- _Extract to read_
+--

'field selector' generic?

trait HasFields {
  type a;
  type b;
  type c;
  type d;
}

pub struct Foo <T: HasFields, f: FieldSelector> {
  inner: T::f
}

^-- is there a way to do something like this? valid values for f would be a, b, c, d

basically i want to pass in two generics, one is a type which satisfies the trait (we can do this already); another is a "selector" on the trait (I don't know how to do this)

  1. is this possible, if so how? it not, is there a name for this feature

  2. if 'no' in above, are there ways of faking this ?

Is this an XY problem? I can't think of any reason I would want to do this.

Maybe you can fake it with a macro. But I don't know enough about your expected interfaces to provide any more detail than that.

4 Likes

You need to define a separate trait to act as the type level function between a selector type and the field type. (In the future when we have general const generics, the selector could be an enum instead of four separate types.)

+--

- _Supplied information_
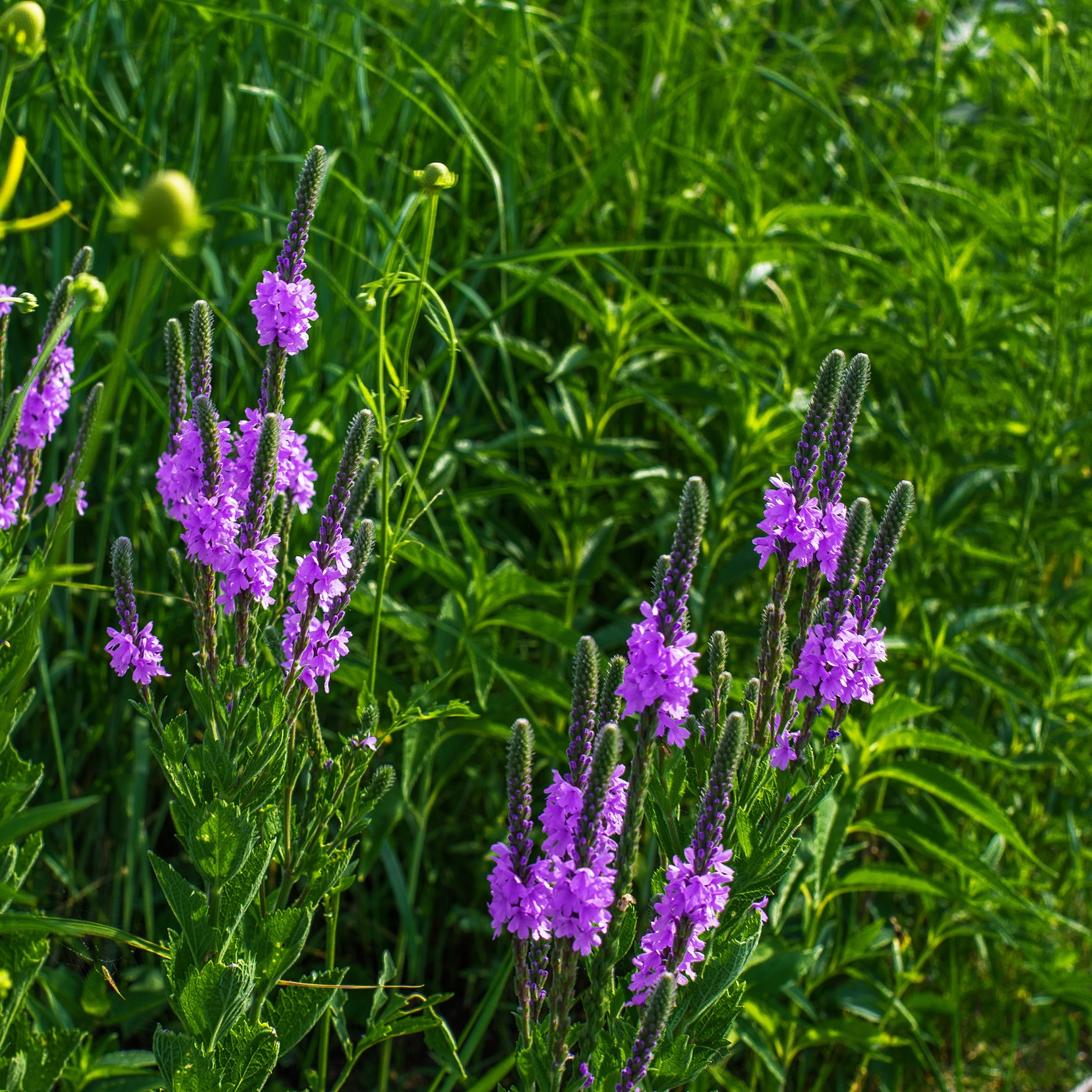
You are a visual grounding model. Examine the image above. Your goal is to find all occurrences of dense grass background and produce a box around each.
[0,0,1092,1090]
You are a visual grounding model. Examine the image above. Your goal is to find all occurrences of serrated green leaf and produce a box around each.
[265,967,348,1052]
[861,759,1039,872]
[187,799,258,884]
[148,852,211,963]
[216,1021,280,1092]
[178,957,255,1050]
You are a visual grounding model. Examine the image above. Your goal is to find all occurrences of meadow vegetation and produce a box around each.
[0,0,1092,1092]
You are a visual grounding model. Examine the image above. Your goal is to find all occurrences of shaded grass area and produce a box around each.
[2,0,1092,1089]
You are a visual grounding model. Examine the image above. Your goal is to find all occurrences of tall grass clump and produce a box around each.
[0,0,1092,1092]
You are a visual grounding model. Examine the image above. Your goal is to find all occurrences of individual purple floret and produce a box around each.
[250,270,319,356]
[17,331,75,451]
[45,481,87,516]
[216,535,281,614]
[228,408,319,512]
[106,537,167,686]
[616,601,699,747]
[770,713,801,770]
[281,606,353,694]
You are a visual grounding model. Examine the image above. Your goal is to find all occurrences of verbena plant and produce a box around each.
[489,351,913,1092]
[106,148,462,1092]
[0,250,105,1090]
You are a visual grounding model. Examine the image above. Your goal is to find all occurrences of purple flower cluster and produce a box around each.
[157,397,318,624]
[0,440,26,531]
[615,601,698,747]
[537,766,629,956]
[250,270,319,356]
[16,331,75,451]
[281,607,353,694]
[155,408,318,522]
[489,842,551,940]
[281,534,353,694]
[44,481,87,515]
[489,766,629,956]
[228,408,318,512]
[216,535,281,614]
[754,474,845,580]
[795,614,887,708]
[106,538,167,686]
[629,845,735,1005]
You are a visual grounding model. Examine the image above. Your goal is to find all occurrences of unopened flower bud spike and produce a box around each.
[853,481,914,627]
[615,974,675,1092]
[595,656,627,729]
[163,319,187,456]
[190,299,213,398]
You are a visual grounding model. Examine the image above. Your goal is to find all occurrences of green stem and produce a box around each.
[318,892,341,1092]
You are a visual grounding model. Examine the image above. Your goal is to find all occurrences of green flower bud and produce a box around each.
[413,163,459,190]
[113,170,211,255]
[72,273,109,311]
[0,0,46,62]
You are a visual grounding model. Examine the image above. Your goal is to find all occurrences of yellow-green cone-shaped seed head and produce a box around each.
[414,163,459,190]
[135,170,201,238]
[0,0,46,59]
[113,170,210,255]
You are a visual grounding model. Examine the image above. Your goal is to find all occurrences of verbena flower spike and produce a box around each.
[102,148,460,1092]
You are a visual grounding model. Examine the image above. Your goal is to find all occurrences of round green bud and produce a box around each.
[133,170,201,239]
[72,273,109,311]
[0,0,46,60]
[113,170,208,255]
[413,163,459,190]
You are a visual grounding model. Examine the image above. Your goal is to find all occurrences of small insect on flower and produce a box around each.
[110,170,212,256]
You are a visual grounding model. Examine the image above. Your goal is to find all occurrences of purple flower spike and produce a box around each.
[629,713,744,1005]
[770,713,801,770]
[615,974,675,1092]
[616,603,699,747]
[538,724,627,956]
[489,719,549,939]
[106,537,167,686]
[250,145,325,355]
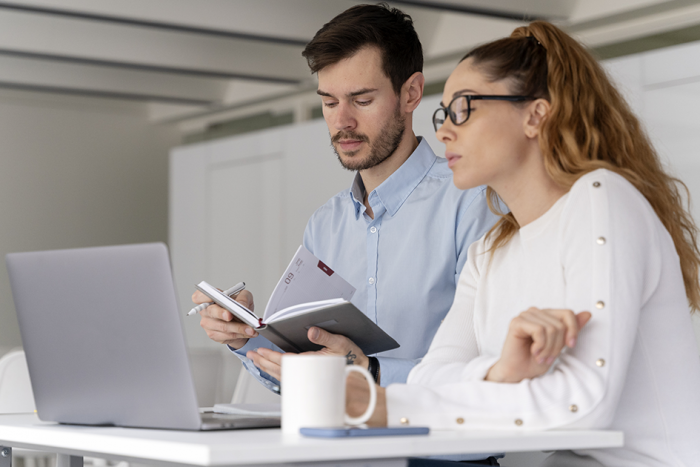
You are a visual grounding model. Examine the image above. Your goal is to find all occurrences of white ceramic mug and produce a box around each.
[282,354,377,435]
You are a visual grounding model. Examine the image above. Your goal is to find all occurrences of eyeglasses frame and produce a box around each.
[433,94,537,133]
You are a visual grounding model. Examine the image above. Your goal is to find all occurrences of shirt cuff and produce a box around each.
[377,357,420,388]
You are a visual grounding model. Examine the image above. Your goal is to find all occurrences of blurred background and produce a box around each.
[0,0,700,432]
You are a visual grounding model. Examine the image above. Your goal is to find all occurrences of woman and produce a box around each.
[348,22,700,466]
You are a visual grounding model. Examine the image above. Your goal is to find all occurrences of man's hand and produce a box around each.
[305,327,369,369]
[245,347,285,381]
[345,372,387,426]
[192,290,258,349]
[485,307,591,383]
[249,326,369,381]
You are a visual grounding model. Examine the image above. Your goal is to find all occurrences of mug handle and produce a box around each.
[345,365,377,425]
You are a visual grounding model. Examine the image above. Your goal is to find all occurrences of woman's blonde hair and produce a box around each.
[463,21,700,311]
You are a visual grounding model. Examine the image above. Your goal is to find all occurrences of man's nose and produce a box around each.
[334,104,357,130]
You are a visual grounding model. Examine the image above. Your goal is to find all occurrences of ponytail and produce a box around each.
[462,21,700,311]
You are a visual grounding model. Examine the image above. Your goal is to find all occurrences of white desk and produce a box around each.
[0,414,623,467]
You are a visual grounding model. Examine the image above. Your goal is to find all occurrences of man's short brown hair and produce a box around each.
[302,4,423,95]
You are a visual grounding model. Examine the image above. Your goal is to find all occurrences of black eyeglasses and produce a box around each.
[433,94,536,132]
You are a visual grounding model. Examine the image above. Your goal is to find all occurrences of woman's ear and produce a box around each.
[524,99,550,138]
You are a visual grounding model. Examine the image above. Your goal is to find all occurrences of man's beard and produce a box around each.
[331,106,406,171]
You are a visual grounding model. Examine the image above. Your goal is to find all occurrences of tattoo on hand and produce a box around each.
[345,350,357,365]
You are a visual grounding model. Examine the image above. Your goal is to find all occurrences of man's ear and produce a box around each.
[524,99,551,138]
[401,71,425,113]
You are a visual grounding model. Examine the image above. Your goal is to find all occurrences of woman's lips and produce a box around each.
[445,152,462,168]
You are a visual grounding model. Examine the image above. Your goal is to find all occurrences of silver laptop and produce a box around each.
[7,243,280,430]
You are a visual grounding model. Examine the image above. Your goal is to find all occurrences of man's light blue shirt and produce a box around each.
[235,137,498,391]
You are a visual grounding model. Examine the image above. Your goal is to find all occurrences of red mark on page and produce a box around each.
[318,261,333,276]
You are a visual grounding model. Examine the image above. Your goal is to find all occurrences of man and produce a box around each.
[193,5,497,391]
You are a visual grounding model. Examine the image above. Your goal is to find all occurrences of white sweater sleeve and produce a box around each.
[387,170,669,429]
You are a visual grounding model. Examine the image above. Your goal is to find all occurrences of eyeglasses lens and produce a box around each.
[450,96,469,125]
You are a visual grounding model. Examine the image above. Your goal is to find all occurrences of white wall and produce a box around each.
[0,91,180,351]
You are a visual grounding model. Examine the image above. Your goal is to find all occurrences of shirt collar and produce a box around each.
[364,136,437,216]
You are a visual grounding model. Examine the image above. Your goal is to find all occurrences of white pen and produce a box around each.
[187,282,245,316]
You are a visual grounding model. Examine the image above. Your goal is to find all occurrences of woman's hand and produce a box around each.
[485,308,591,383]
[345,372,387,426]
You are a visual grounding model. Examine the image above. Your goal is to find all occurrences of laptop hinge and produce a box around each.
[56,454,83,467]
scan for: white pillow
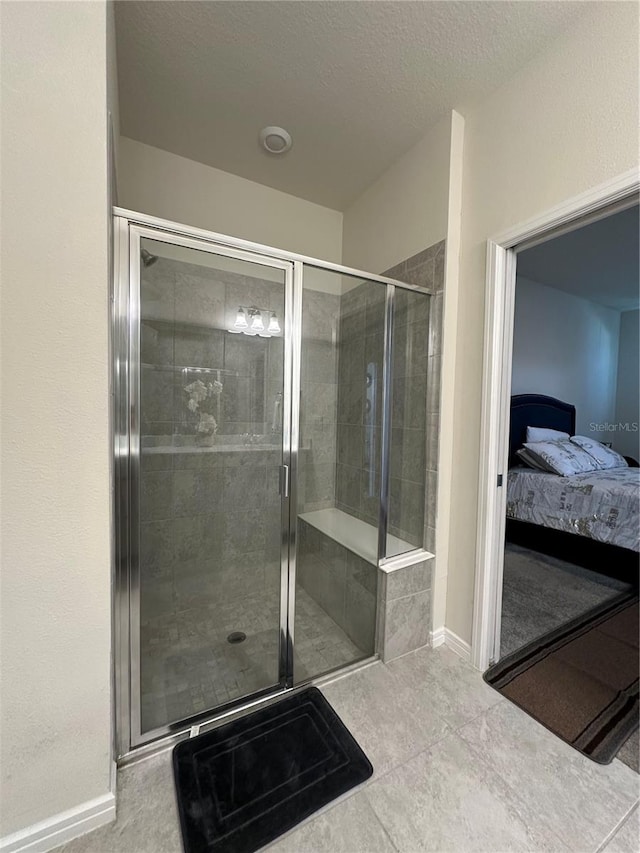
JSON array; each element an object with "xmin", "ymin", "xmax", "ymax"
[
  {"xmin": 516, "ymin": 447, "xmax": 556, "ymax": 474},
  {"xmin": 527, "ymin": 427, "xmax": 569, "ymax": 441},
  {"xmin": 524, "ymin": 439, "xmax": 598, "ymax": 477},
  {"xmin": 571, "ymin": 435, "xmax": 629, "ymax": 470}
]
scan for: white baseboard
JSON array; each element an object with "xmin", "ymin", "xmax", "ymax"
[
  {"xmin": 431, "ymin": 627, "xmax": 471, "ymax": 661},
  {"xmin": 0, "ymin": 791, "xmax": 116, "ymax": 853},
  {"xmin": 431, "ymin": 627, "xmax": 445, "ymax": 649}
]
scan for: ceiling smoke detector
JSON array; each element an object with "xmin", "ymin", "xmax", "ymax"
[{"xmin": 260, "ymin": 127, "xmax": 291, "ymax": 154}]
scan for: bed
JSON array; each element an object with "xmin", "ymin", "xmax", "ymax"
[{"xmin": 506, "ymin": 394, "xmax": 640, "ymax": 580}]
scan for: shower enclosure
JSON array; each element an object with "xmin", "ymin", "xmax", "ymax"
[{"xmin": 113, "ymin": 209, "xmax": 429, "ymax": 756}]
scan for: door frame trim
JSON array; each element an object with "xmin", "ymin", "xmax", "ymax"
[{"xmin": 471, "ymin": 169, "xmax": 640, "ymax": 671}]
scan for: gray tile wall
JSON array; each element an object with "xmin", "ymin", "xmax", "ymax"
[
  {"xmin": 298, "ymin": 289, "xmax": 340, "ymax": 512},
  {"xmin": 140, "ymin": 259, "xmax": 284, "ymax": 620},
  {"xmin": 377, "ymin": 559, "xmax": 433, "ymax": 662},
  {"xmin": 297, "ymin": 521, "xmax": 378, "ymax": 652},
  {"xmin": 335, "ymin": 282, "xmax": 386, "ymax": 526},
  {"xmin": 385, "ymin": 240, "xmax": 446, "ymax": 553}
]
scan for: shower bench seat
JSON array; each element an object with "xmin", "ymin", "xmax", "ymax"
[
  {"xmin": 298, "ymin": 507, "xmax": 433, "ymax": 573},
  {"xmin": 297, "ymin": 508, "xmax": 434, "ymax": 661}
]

+--

- _What you need to do_
(a) For each statement, say whether it agrees with the field selector thread, and quote the words of the thread that decide it.
(i) The asker can already pass in a generic type that satisfies the trait.
(ii) One reply states that a macro will certainly solve the problem.
(iii) One reply says that, once general const generics exist, the selector could be an enum.
(b) Proceed with the field selector thread from the point where its last reply ends.
The records come from a different source than the text.

- _Written responses_
(a)
(i) Yes: "one is a type which satisfies the trait (we can do this already)"
(ii) No: "Maybe you can fake it with a macro."
(iii) Yes: "In the future when we have general const generics, the selector could be an enum instead of four separate types."

(b)
pub trait HasFields {
  type A;
  type B;
  type C;
  type D;
}

pub trait Select<F> {
    type Out;
}

pub struct SelA;
pub struct SelB;
pub struct SelC;
pub struct SelD;
impl<T: HasFields> Select<SelA> for T { type Out = T::A; }
impl<T: HasFields> Select<SelB> for T { type Out = T::B; }
impl<T: HasFields> Select<SelC> for T { type Out = T::C; }
impl<T: HasFields> Select<SelD> for T { type Out = T::D; }

pub struct Foo<T: HasFields + Select<F>, F> {
  inner: <T as Select<F>>::Out,
}

Note that you might want to eliminate HasFields entirely, and just have the implementors directly implement Select four times. This might be usefully more flexible and simplify trait bounds, or it might complicate the job of implementors without any benefits, depending on the situation.

2 Likes

Could I trouble you to write the code without HasFields ? The part I don't understand is -- once you remove HasFields, what do you replace T::A, T::B, T::C, T::smiley: with ?

That's hard to do because the generic implementations go away, but it might be like this (supposing that Something would have implemented HasFields):

struct Something {
    a: i32, // I assume that the implementor should in fact have a field…
}
impl Select<SelA> for Something { type Out = i32; }
// ... and more for the other selectors

In the places you would write T::A, you write <T as Select<SelA>>::Out instead; and a T: HasFields bound becomes

T: Select<SelA> + Select<SelB> + Select<SelC> + Select<SelD>

Of course, this is more verbose in each step, but it means the selection doesn't need a trait that lists every type; as I said, it depends on which tradeoff you want. The main point is that HasFields itself it's not actually necessary.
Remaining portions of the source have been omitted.